▶ [Records for this exercise]

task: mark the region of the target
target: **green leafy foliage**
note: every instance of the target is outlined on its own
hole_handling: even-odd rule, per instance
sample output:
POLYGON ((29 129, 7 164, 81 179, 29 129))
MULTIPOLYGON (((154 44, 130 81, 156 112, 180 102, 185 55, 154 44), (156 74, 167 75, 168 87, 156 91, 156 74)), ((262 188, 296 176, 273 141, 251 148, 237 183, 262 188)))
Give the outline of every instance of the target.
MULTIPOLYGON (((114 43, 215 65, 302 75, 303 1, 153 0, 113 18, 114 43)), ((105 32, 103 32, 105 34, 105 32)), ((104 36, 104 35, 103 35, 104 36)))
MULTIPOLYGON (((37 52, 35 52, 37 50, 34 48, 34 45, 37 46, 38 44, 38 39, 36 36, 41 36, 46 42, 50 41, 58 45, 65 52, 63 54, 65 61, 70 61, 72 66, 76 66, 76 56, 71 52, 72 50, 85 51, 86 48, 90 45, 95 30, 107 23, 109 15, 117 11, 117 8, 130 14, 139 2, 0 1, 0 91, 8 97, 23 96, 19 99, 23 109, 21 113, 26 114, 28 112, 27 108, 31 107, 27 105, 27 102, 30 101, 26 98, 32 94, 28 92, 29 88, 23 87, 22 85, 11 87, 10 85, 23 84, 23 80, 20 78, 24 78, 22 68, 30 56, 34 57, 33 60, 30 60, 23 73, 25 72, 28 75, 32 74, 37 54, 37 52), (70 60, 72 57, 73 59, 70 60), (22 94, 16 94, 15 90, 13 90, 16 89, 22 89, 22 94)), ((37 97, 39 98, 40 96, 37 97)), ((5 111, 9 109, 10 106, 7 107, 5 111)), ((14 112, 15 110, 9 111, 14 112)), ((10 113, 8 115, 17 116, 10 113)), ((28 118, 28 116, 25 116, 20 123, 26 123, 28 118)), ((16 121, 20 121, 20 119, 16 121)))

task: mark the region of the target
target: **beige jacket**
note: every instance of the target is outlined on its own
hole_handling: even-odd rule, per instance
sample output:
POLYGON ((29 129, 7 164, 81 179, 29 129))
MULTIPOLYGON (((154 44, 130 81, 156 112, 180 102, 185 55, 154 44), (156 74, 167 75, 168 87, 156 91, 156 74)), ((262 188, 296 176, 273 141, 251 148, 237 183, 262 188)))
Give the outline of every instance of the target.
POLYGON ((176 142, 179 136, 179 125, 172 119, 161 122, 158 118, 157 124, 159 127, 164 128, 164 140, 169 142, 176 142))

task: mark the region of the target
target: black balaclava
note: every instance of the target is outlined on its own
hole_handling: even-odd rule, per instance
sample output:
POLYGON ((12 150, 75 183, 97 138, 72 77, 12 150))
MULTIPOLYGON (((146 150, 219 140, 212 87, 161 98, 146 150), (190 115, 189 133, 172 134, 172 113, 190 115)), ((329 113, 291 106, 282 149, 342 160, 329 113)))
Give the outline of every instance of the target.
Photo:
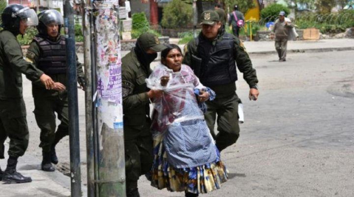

▶ [Given task] Repeat every item above word for word, but leave out the pictures.

▶ [Result]
task: mark the region of the target
target: **green leafy foliage**
note: every instance of the target is outlined on its own
hole_handling: even-odd rule, per instance
sample output:
POLYGON ((29 129, 7 164, 81 179, 29 129))
MULTIPOLYGON (((154 44, 130 81, 156 112, 180 102, 185 55, 154 44), (156 74, 167 75, 168 87, 156 91, 156 74)), ((262 188, 296 176, 273 141, 251 148, 237 183, 262 188)))
Give the outline of every instance of the target.
MULTIPOLYGON (((114 43, 215 65, 302 75, 303 1, 153 0, 113 18, 114 43)), ((105 32, 103 32, 105 34, 105 32)), ((104 36, 104 35, 103 35, 104 36)))
MULTIPOLYGON (((37 52, 35 52, 37 50, 34 48, 34 45, 37 46, 38 44, 38 39, 36 36, 41 36, 46 42, 50 41, 58 45, 65 52, 63 54, 65 61, 70 61, 72 66, 76 66, 76 56, 71 52, 72 50, 85 51, 86 48, 90 45, 95 30, 107 23, 109 15, 117 11, 117 8, 130 14, 139 2, 0 1, 0 91, 8 97, 23 96, 19 99, 23 109, 21 113, 26 114, 28 112, 27 108, 31 107, 27 105, 27 102, 30 101, 26 98, 32 94, 28 92, 29 88, 23 87, 22 85, 11 87, 10 85, 23 84, 23 80, 20 78, 24 78, 22 68, 30 56, 34 57, 33 60, 30 60, 23 73, 25 72, 28 75, 32 74, 37 54, 37 52), (70 60, 72 57, 73 59, 70 60), (22 94, 16 94, 15 90, 13 90, 16 89, 22 89, 22 94)), ((37 97, 39 98, 40 96, 37 97)), ((5 111, 9 109, 10 106, 7 107, 5 111)), ((14 112, 15 110, 9 111, 14 112)), ((10 113, 8 115, 17 116, 10 113)), ((28 118, 28 116, 25 116, 20 123, 26 123, 28 118)), ((16 121, 20 121, 20 119, 16 121)))

task: mark the region of the target
target: **beige jacket**
note: every instance of the target is outlined on its own
hole_handling: even-odd rule, per instance
sample output:
POLYGON ((29 129, 7 164, 81 179, 29 129))
MULTIPOLYGON (((154 44, 130 81, 156 112, 180 102, 185 55, 154 44), (156 74, 167 75, 168 87, 156 91, 156 74)), ((262 188, 296 176, 273 141, 251 148, 237 183, 262 188)))
Give the outline of every instance of the target.
POLYGON ((176 142, 179 136, 179 125, 172 119, 161 122, 158 118, 157 124, 159 127, 164 128, 164 140, 169 142, 176 142))

task: mark the region of the target
target: black balaclava
note: every instance of the target is outlined on its own
hole_handling: even-odd rule, per instance
sample output:
POLYGON ((12 150, 75 183, 97 138, 72 77, 12 150))
MULTIPOLYGON (((146 150, 219 140, 212 87, 161 98, 146 150), (190 115, 189 133, 172 134, 172 113, 190 115)), ((329 113, 291 106, 282 149, 342 160, 329 113)))
Give the outline of every instance of the target.
Photo:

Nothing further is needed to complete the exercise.